Entries drawn from a collection:

= = = = = = =

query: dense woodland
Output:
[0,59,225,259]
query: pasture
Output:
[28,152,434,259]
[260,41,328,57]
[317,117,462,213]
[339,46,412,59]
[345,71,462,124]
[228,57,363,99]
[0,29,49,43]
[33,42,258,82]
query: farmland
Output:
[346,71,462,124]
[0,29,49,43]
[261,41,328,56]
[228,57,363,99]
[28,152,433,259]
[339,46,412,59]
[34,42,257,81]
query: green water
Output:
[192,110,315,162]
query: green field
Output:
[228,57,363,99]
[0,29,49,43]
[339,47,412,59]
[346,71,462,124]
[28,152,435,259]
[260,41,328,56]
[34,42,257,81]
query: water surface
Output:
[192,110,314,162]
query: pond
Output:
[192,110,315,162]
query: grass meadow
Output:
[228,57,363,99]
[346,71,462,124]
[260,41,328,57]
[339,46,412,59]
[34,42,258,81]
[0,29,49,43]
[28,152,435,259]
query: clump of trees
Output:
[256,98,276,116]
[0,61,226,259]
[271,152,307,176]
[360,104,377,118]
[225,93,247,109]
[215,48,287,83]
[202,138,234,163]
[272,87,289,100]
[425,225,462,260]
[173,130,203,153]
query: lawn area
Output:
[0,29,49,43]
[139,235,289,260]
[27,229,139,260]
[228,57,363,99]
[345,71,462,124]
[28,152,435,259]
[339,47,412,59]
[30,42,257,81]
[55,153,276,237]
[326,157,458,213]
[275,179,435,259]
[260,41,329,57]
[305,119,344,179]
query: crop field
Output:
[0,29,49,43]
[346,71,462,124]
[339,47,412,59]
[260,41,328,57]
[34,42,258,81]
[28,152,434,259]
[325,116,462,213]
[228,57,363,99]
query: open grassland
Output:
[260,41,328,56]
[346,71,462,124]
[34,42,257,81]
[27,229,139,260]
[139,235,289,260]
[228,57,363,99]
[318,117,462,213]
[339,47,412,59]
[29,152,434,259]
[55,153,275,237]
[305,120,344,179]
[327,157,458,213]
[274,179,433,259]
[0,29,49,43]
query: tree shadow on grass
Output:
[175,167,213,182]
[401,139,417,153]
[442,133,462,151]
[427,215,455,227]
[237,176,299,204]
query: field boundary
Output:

= = = = = = =

WRITTEN INSTRUCTION: How many lines in the rows above contain the string "field"? Reply with the number alone.

WRITTEN REPLY: 3